**Text excerpt:**
The Reserve Bank of India (RBI) kept its policy interest rate unchanged at a five-year low of 6.50 percent on Tuesday, while signalling the prospect of another cut later this year if monsoon dampens upward pressure on food prices.
Marie Diron, senior vice-president, sovereign risk group, Moody's Investors Service, Singapore:
"Looking forward, we do not expect a significant change in the monetary policy stance. Rather, the transmission of monetary policy will influence India's economic developments and credit profile.
"First, the effectiveness of the monetary policy framework in maintaining inflation at moderate levels could be tested this year. The RBI highlighted today the uncertain trajectory of inflation.
"A renewed sharp depreciation of the rupee, potentially linked to volatility in global financial markets, could also stoke inflationary pressures. Moreover, with details of the implementation of the Pay Commission's recommendation still unclear, the outlook for wage, housing and overall consumer price inflation remains uncertain and subject to upside risks."
Devendra Kumar Pant, chief economist, India Ratings and Research
"It is on expected lines and I think it was one of the rare events when everybody was expecting a status quo.
"As of now this does not change our view on the future rate cuts. We are expecting one more rate cut this fiscal based on the way things are.
"We still hold our view that there may be another 25 basis point rate cut in this fiscal year."
Rana Kapoor, MD & CEO, YES Bank, Mumbai:
"I foresee RBI's cautious stance giving way to accommodative actions in August, on the back of favourable monsoon outcomes and sustained acceleration of government reforms.

**Data entries:**
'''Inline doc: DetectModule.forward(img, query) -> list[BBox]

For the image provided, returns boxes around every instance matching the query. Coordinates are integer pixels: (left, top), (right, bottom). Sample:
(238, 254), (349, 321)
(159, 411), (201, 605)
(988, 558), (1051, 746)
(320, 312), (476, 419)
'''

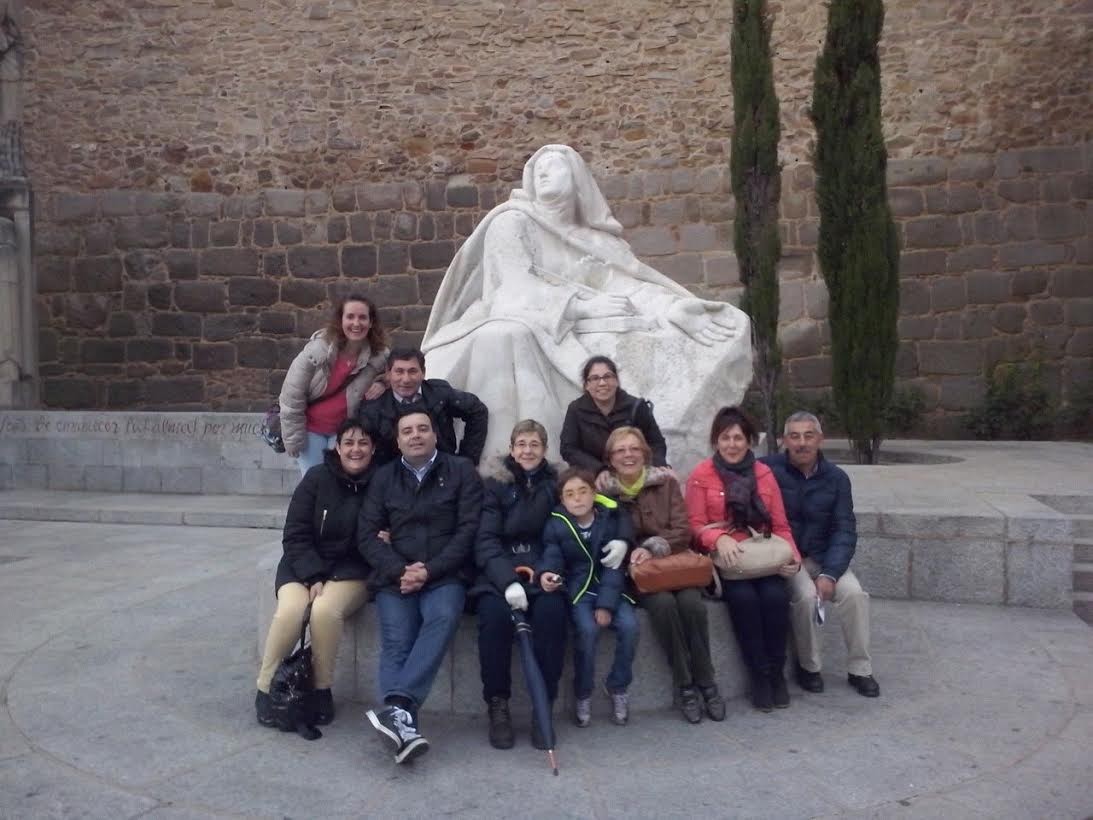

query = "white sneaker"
(608, 689), (630, 726)
(574, 698), (592, 729)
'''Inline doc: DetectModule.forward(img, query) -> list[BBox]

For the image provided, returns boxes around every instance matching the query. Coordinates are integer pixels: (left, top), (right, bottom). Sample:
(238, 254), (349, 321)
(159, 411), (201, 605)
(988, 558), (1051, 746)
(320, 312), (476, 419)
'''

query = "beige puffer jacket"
(278, 330), (390, 457)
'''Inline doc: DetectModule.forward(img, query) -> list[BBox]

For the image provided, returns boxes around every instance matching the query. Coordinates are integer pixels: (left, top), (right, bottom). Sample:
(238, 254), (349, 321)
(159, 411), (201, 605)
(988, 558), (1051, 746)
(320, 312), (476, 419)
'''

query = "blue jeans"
(296, 430), (338, 476)
(569, 595), (638, 698)
(376, 583), (466, 710)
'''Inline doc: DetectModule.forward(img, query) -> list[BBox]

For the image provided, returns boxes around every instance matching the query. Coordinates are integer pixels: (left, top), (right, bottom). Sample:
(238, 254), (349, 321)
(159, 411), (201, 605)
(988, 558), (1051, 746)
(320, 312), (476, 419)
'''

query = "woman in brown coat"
(604, 426), (725, 723)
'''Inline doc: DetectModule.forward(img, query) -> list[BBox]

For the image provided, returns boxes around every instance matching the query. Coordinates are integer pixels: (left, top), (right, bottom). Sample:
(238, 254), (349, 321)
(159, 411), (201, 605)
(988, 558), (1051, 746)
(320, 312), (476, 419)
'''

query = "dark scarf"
(714, 450), (771, 535)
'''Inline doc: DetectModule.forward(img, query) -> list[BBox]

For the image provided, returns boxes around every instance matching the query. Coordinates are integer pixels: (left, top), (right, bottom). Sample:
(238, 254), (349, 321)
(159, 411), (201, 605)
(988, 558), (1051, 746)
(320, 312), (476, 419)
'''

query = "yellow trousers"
(258, 581), (367, 692)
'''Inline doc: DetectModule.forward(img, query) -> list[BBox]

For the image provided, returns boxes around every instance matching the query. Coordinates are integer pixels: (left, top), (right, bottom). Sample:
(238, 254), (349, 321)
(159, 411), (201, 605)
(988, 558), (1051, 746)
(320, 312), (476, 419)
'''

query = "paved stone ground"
(0, 520), (1093, 820)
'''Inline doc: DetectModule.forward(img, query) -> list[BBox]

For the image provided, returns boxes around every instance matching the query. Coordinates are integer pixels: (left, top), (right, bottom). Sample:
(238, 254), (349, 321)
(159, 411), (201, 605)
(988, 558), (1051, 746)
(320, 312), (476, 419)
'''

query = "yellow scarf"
(615, 467), (648, 501)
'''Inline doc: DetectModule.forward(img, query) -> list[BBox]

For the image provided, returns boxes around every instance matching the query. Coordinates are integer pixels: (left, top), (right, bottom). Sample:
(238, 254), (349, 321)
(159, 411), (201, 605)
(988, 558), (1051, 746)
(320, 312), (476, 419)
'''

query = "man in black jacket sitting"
(360, 348), (490, 465)
(357, 407), (482, 763)
(762, 411), (881, 698)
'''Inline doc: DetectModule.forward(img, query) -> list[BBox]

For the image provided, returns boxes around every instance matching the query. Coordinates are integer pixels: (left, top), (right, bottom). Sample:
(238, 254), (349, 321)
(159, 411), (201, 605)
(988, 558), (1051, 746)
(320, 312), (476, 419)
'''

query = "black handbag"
(270, 604), (322, 740)
(258, 405), (284, 453)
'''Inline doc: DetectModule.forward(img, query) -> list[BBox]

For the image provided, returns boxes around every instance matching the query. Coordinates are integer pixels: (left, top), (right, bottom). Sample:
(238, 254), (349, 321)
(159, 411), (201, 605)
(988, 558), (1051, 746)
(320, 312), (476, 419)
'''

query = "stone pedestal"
(0, 179), (38, 409)
(0, 0), (31, 409)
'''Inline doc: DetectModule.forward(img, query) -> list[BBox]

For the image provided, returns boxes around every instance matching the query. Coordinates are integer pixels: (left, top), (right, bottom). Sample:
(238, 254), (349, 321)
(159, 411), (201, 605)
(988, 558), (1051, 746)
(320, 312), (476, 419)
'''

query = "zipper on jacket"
(551, 513), (599, 604)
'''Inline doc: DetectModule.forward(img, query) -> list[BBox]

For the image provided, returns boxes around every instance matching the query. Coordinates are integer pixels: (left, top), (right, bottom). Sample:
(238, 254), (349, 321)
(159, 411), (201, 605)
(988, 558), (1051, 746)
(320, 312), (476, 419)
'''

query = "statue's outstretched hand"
(668, 296), (737, 348)
(567, 292), (637, 319)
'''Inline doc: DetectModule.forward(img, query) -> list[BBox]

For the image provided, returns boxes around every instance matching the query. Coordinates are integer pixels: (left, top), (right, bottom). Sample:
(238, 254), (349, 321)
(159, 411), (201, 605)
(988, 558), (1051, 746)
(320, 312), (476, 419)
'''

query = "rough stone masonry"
(14, 0), (1093, 432)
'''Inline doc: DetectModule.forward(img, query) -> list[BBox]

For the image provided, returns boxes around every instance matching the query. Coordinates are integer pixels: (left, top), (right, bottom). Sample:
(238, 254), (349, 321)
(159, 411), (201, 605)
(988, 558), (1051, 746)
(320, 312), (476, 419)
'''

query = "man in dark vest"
(360, 348), (490, 465)
(357, 407), (482, 763)
(762, 412), (881, 698)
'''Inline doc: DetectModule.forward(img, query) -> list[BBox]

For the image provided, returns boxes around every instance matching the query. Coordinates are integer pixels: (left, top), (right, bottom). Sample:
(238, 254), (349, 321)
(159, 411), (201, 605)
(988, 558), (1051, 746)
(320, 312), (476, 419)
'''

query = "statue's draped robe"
(422, 146), (751, 469)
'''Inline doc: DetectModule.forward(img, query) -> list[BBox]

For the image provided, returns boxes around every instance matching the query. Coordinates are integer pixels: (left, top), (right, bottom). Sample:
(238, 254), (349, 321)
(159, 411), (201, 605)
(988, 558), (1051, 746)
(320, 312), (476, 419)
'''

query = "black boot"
(255, 689), (274, 726)
(700, 684), (725, 721)
(771, 669), (789, 708)
(312, 689), (334, 726)
(490, 698), (516, 749)
(752, 669), (774, 712)
(680, 687), (702, 723)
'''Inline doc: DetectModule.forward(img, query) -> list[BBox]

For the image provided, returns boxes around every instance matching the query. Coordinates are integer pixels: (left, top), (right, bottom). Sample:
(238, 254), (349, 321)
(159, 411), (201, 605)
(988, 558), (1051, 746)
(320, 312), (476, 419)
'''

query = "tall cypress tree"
(811, 0), (900, 464)
(730, 0), (781, 453)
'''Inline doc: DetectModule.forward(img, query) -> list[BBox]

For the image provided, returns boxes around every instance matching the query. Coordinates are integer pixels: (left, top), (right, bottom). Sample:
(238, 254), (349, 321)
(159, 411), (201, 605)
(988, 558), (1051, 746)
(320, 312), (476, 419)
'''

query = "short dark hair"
(395, 401), (436, 434)
(557, 467), (596, 495)
(508, 419), (547, 449)
(709, 407), (755, 447)
(580, 356), (619, 384)
(387, 348), (425, 370)
(334, 415), (376, 444)
(326, 293), (387, 353)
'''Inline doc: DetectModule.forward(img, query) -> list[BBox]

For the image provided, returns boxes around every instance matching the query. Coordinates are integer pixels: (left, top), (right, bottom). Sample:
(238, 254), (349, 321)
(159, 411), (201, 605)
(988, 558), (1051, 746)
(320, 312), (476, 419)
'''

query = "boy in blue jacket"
(538, 468), (638, 727)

**Given problem 1:** From the RBI rate commentary, reproduce the text between "Marie Diron, senior" and "and credit profile.", inclusive, switching "stance" to "position".
**Given problem 2:** According to the RBI rate commentary, at what level did the Reserve Bank of India keep its policy interest rate?

**Full response 1:**
Marie Diron, senior vice-president, sovereign risk group, Moody's Investors Service, Singapore:
"Looking forward, we do not expect a significant change in the monetary policy position. Rather, the transmission of monetary policy will influence India's economic developments and credit profile.

**Full response 2:** It kept the rate unchanged at a five-year low of 6.50 percent.